▸ Exercise aim
Select each row below that contains the string "sign" and copy those rows in full.

▸ Given data
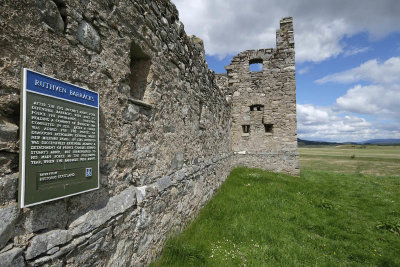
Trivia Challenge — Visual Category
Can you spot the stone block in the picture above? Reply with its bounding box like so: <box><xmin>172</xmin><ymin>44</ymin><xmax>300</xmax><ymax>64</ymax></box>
<box><xmin>25</xmin><ymin>230</ymin><xmax>72</xmax><ymax>260</ymax></box>
<box><xmin>122</xmin><ymin>104</ymin><xmax>140</xmax><ymax>122</ymax></box>
<box><xmin>0</xmin><ymin>248</ymin><xmax>25</xmax><ymax>267</ymax></box>
<box><xmin>171</xmin><ymin>153</ymin><xmax>184</xmax><ymax>170</ymax></box>
<box><xmin>69</xmin><ymin>186</ymin><xmax>136</xmax><ymax>236</ymax></box>
<box><xmin>36</xmin><ymin>0</ymin><xmax>64</xmax><ymax>32</ymax></box>
<box><xmin>157</xmin><ymin>176</ymin><xmax>172</xmax><ymax>191</ymax></box>
<box><xmin>76</xmin><ymin>20</ymin><xmax>101</xmax><ymax>53</ymax></box>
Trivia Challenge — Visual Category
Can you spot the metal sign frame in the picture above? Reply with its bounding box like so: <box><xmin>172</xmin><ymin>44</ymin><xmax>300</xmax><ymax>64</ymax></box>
<box><xmin>18</xmin><ymin>68</ymin><xmax>100</xmax><ymax>208</ymax></box>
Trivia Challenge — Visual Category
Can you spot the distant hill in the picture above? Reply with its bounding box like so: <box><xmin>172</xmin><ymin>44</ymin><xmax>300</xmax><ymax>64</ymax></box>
<box><xmin>297</xmin><ymin>138</ymin><xmax>342</xmax><ymax>147</ymax></box>
<box><xmin>361</xmin><ymin>139</ymin><xmax>400</xmax><ymax>145</ymax></box>
<box><xmin>297</xmin><ymin>138</ymin><xmax>400</xmax><ymax>147</ymax></box>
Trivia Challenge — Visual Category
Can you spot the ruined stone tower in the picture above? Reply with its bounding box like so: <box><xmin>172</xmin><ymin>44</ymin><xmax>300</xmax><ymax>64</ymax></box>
<box><xmin>218</xmin><ymin>17</ymin><xmax>299</xmax><ymax>175</ymax></box>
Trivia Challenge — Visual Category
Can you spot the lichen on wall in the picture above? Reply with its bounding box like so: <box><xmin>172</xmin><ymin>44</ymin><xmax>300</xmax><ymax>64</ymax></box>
<box><xmin>0</xmin><ymin>0</ymin><xmax>297</xmax><ymax>266</ymax></box>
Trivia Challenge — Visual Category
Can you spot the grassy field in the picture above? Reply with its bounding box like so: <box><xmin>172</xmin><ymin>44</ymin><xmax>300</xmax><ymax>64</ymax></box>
<box><xmin>299</xmin><ymin>145</ymin><xmax>400</xmax><ymax>177</ymax></box>
<box><xmin>152</xmin><ymin>147</ymin><xmax>400</xmax><ymax>266</ymax></box>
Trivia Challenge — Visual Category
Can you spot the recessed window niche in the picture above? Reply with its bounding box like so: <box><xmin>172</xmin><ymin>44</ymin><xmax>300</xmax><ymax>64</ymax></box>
<box><xmin>129</xmin><ymin>43</ymin><xmax>151</xmax><ymax>101</ymax></box>
<box><xmin>249</xmin><ymin>58</ymin><xmax>263</xmax><ymax>72</ymax></box>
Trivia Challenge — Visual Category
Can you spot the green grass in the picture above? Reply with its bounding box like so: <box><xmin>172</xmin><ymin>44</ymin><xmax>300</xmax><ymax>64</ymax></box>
<box><xmin>299</xmin><ymin>145</ymin><xmax>400</xmax><ymax>178</ymax></box>
<box><xmin>152</xmin><ymin>148</ymin><xmax>400</xmax><ymax>266</ymax></box>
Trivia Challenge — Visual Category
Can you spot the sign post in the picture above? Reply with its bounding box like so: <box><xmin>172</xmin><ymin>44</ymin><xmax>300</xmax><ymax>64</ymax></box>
<box><xmin>18</xmin><ymin>69</ymin><xmax>100</xmax><ymax>208</ymax></box>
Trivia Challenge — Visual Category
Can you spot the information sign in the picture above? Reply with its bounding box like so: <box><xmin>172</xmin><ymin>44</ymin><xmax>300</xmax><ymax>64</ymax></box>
<box><xmin>18</xmin><ymin>69</ymin><xmax>99</xmax><ymax>208</ymax></box>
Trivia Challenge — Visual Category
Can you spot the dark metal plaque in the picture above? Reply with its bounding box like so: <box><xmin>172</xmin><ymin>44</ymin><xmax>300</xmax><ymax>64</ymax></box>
<box><xmin>18</xmin><ymin>69</ymin><xmax>99</xmax><ymax>208</ymax></box>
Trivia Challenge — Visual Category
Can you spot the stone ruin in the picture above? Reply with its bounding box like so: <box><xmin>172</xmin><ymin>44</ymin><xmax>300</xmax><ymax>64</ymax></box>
<box><xmin>0</xmin><ymin>0</ymin><xmax>299</xmax><ymax>266</ymax></box>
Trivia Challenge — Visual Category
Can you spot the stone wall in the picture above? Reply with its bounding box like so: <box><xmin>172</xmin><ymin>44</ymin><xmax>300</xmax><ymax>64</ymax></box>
<box><xmin>0</xmin><ymin>0</ymin><xmax>298</xmax><ymax>266</ymax></box>
<box><xmin>0</xmin><ymin>0</ymin><xmax>232</xmax><ymax>266</ymax></box>
<box><xmin>217</xmin><ymin>18</ymin><xmax>299</xmax><ymax>175</ymax></box>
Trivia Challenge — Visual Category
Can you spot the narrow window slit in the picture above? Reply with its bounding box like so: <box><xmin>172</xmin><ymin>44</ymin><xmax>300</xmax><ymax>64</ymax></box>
<box><xmin>242</xmin><ymin>125</ymin><xmax>250</xmax><ymax>133</ymax></box>
<box><xmin>264</xmin><ymin>124</ymin><xmax>274</xmax><ymax>133</ymax></box>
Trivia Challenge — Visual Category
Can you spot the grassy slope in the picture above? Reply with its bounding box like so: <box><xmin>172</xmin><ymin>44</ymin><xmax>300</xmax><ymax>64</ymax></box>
<box><xmin>154</xmin><ymin>148</ymin><xmax>400</xmax><ymax>266</ymax></box>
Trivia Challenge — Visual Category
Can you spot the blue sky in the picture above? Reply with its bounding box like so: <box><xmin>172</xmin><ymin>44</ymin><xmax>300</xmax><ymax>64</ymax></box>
<box><xmin>172</xmin><ymin>0</ymin><xmax>400</xmax><ymax>141</ymax></box>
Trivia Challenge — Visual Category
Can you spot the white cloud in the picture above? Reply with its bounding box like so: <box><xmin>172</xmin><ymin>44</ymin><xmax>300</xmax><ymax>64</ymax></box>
<box><xmin>297</xmin><ymin>104</ymin><xmax>400</xmax><ymax>142</ymax></box>
<box><xmin>173</xmin><ymin>0</ymin><xmax>400</xmax><ymax>63</ymax></box>
<box><xmin>298</xmin><ymin>66</ymin><xmax>311</xmax><ymax>75</ymax></box>
<box><xmin>336</xmin><ymin>85</ymin><xmax>400</xmax><ymax>118</ymax></box>
<box><xmin>343</xmin><ymin>47</ymin><xmax>370</xmax><ymax>57</ymax></box>
<box><xmin>316</xmin><ymin>57</ymin><xmax>400</xmax><ymax>84</ymax></box>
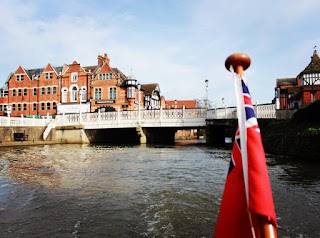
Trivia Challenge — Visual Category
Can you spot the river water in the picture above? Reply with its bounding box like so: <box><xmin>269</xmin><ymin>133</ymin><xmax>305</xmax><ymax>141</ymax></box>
<box><xmin>0</xmin><ymin>143</ymin><xmax>320</xmax><ymax>238</ymax></box>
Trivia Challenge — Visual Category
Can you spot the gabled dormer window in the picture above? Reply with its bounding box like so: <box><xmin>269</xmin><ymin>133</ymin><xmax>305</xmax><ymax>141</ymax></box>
<box><xmin>71</xmin><ymin>72</ymin><xmax>78</xmax><ymax>83</ymax></box>
<box><xmin>99</xmin><ymin>73</ymin><xmax>112</xmax><ymax>80</ymax></box>
<box><xmin>16</xmin><ymin>74</ymin><xmax>24</xmax><ymax>81</ymax></box>
<box><xmin>45</xmin><ymin>72</ymin><xmax>53</xmax><ymax>79</ymax></box>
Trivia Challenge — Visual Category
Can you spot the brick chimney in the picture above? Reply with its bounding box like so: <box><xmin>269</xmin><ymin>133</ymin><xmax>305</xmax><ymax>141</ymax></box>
<box><xmin>98</xmin><ymin>54</ymin><xmax>104</xmax><ymax>66</ymax></box>
<box><xmin>103</xmin><ymin>53</ymin><xmax>110</xmax><ymax>65</ymax></box>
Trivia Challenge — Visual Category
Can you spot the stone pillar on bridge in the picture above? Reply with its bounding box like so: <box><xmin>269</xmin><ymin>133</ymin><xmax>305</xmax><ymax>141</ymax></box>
<box><xmin>136</xmin><ymin>125</ymin><xmax>147</xmax><ymax>144</ymax></box>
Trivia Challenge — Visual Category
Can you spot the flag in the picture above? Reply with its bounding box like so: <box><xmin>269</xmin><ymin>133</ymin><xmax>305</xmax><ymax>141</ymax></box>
<box><xmin>214</xmin><ymin>75</ymin><xmax>276</xmax><ymax>238</ymax></box>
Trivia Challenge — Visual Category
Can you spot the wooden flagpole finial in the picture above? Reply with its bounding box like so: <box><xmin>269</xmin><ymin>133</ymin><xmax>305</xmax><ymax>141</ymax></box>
<box><xmin>225</xmin><ymin>53</ymin><xmax>251</xmax><ymax>75</ymax></box>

▸ Completed exercise
Can you spot the metal sign frame in the picture above? Reply with its bounding box like so: <box><xmin>172</xmin><ymin>44</ymin><xmax>300</xmax><ymax>64</ymax></box>
Can you spot the sign post in the picture above? Reply with its bounding box like so: <box><xmin>172</xmin><ymin>44</ymin><xmax>300</xmax><ymax>64</ymax></box>
Can you spot the information sign in the picture above? Reply with its bounding box like so: <box><xmin>172</xmin><ymin>44</ymin><xmax>300</xmax><ymax>64</ymax></box>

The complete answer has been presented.